── PASSAGE FOURNI
Sant’Egidio a aussi été à l’écoute des nouveaux défis, comme la crise humanitaire des migrations ?
Valérie Régnier – C’est dans le contexte dramatique des “voyages de la mort” conduisant des milliers de réfugiés à perdre la vie en Méditerranée et en démonstration d’une alternative possible, sûre et soutenable que Sant’Egidio a proposée et lancé le 15 décembre 2015 le projet pilote des “couloirs humanitaires” en Italie.
En France, nous avons signé un accord le 14 mars 2017 à l’Élysée entre le ministère de l’Intérieur, le ministère des Affaires étrangères et la Communauté de Sant’Egidio, la Fédération protestante de France, la Fédération de l’Entraide Protestante, la Conférence des évêques de France et le Secours catholique – Caritas France. Ce protocole prévoit les conditions d’identification, d’accueil, d’intégration et d’inclusion en France de 500 personnes avec une priorité aux personnes les plus vulnérables.
Depuis le 5 juillet 2017, 130 migrants sont arrivés progressivement depuis Beyrouth et ont rejoint des collectifs d’accueil partout en France. Plusieurs familles seront présentes ce soir pour l’anniversaire de Sant’Egidio. Comme l’a dit Mickaël, un jeune syrien arrivé en février avec sa famille : « merci de m’avoir redonné un futur ». Les couloirs humanitaires sont une bonne illustration qu’il y a un futur de paix et que tout peut changer ! La Méditerranée peut redevenir la mer qui unit Nord et Sud et non plus la frontière sur laquelle se brise l’espérance de la jeunesse du monde.
Aujourd’hui, les couloirs humanitaires ont également été ouverts en Belgique et en Andorre.
Cet engagement multiforme se fonde sur une spiritualité forte : comment Sant’Egidio prie ?
En effet, changer le monde n’est pas l’emportement d’un moment ou d’une saison passagère, mais une passion constante fondée sur la prière. Le premier changement se produit dans son propre cœur. « La véritable révolution créatrice naît de la transformation du cœur », disait Olivier Clément. Notre passion est d’abord une passion religieuse, une passion pour la Parole de Dieu dont la lecture accompagne la vie de toutes les communautés à Rome et dans le monde et en constitue un élément essentiel. Elle a lieu le soir, au cœur de la ville, après le travail et réunit les membres de la Communauté qui sont tous des laïcs.
────
── DONNÉES DE TRAVAIL
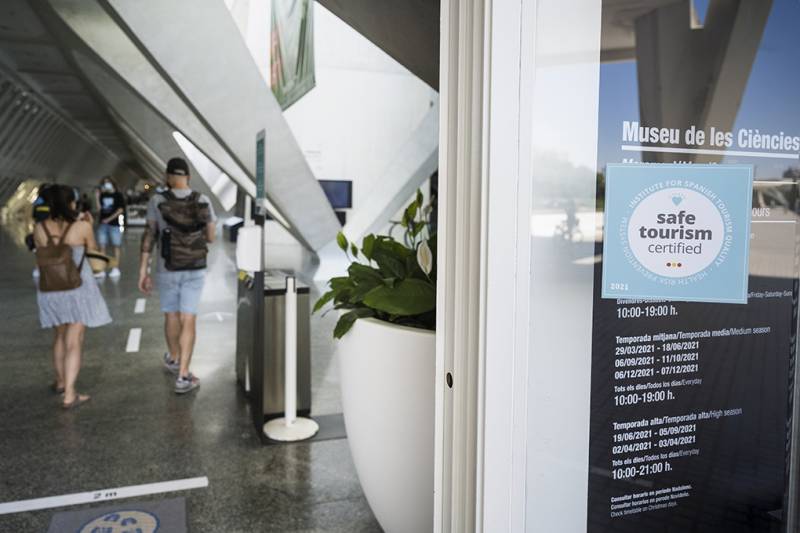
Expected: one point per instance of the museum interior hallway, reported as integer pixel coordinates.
(135, 430)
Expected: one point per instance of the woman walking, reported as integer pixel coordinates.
(68, 297)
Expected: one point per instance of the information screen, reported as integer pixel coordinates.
(691, 403)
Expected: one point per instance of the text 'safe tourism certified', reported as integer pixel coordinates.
(678, 232)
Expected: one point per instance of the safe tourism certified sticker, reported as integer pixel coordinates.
(677, 232)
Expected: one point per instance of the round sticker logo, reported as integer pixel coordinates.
(128, 521)
(677, 232)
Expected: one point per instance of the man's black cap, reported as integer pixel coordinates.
(178, 167)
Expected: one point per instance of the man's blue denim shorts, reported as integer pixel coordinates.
(180, 290)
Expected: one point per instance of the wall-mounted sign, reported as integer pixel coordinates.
(677, 232)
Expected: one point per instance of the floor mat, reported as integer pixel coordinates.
(162, 516)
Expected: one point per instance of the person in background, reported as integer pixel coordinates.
(111, 205)
(68, 312)
(85, 209)
(182, 222)
(40, 212)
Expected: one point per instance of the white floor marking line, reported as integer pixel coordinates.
(134, 338)
(102, 495)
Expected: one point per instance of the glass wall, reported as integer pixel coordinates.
(664, 408)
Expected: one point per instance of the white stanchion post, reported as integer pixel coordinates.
(290, 427)
(290, 361)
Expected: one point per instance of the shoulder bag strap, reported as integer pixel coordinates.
(47, 232)
(66, 230)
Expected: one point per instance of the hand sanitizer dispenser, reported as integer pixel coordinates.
(249, 249)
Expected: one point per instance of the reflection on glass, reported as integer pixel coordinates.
(709, 82)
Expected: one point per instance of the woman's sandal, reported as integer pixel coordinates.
(79, 400)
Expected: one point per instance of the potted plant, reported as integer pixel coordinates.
(387, 354)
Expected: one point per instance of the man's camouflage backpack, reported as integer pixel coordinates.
(183, 241)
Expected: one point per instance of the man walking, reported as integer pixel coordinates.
(181, 221)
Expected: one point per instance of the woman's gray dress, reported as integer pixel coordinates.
(84, 305)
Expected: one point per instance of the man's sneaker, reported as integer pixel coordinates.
(169, 364)
(187, 384)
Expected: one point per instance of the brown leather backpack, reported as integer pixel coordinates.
(57, 269)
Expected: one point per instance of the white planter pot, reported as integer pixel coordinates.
(387, 377)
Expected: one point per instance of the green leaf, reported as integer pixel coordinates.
(340, 283)
(324, 299)
(347, 320)
(409, 297)
(368, 245)
(360, 273)
(341, 240)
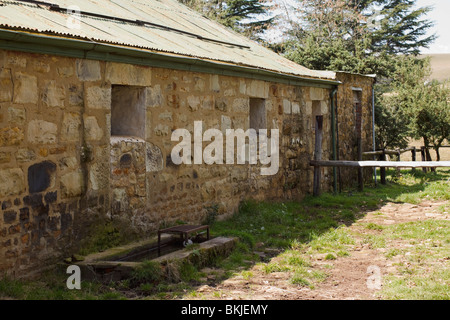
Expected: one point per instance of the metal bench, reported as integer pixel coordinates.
(183, 231)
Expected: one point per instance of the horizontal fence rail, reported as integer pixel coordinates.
(391, 164)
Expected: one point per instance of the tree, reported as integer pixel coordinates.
(423, 105)
(361, 36)
(245, 16)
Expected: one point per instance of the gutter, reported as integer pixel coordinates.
(75, 48)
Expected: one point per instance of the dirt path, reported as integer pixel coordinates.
(349, 277)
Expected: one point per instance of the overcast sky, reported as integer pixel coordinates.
(441, 16)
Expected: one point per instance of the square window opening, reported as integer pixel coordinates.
(258, 114)
(128, 111)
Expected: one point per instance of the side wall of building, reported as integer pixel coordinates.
(67, 166)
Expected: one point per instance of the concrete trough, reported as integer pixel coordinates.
(106, 266)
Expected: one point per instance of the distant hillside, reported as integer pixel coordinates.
(440, 65)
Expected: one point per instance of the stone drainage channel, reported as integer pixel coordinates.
(118, 263)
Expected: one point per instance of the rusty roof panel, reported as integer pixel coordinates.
(157, 25)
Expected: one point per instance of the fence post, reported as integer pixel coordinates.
(360, 169)
(422, 154)
(318, 154)
(383, 169)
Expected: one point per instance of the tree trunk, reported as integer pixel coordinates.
(427, 151)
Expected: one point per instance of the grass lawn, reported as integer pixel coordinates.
(283, 236)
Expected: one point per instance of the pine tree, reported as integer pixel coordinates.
(245, 16)
(362, 36)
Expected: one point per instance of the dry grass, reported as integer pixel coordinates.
(444, 152)
(440, 65)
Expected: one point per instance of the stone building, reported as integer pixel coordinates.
(91, 95)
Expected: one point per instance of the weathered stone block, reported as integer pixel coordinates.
(9, 216)
(16, 116)
(92, 130)
(69, 163)
(40, 176)
(70, 129)
(11, 136)
(161, 130)
(65, 71)
(317, 93)
(193, 103)
(295, 108)
(241, 105)
(25, 88)
(12, 182)
(287, 107)
(87, 70)
(154, 96)
(199, 84)
(98, 97)
(99, 176)
(25, 155)
(214, 83)
(42, 132)
(71, 184)
(6, 85)
(127, 74)
(258, 89)
(165, 116)
(76, 95)
(5, 157)
(221, 104)
(225, 123)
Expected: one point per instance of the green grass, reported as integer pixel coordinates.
(294, 232)
(424, 274)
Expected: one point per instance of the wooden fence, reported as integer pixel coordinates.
(382, 164)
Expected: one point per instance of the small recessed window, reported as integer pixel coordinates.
(257, 114)
(128, 111)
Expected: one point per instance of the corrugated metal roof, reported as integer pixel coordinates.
(170, 27)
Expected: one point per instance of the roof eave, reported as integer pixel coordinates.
(47, 44)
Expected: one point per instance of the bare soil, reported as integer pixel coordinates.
(348, 275)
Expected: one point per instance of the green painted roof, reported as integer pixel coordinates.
(155, 26)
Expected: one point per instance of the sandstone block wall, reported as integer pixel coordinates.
(62, 171)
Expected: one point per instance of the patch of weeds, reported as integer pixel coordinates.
(330, 256)
(10, 288)
(147, 272)
(275, 267)
(247, 274)
(392, 253)
(374, 241)
(374, 226)
(211, 214)
(189, 272)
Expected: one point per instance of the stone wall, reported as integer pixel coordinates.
(61, 170)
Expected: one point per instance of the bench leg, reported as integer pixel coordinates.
(159, 244)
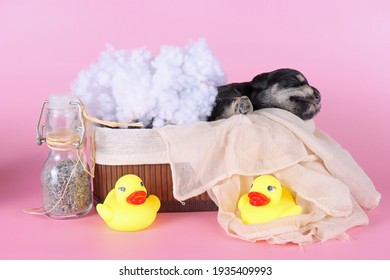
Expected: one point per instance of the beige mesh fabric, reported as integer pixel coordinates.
(223, 158)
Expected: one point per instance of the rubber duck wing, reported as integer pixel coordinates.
(154, 202)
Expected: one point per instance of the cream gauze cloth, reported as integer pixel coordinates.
(224, 157)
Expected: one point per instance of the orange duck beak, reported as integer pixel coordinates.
(258, 199)
(136, 198)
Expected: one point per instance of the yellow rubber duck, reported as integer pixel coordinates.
(127, 207)
(266, 201)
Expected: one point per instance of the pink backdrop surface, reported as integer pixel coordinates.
(341, 46)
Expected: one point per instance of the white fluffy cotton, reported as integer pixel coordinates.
(178, 86)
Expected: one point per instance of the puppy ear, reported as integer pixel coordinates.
(260, 82)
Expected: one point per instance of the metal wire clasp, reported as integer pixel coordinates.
(39, 129)
(80, 128)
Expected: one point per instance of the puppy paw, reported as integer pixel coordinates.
(243, 105)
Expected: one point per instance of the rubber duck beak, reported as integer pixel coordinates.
(258, 199)
(136, 198)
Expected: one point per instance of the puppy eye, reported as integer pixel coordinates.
(270, 188)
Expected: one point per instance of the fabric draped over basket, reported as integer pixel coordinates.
(224, 157)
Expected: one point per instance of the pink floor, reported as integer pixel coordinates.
(343, 48)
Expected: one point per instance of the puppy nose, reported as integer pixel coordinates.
(317, 95)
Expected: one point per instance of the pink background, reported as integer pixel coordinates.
(341, 46)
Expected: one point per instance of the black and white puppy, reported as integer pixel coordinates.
(285, 89)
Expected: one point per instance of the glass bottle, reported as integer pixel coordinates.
(65, 177)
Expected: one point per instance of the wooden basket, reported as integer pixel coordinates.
(157, 176)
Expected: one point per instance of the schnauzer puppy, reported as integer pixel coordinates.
────
**CONSIGNE 1**
D'après le passage sur Sant'Egidio, à quelle date le projet pilote des « couloirs humanitaires » a-t-il été lancé en Italie ?
**CONSIGNE 2**
Affichez chacune des lignes qui contient la chaîne « glass », en tenant compte de la casse.

**RÉSULTAT FINAL 1**
Le 15 décembre 2015.

**RÉSULTAT FINAL 2**
Expected: one point per instance of the glass wall, reported as integer pixel coordinates.
Expected: one point per instance of the reflection on glass, reported as integer pixel coordinates.
Expected: one point per instance of the glass bottle, reported as integer pixel coordinates.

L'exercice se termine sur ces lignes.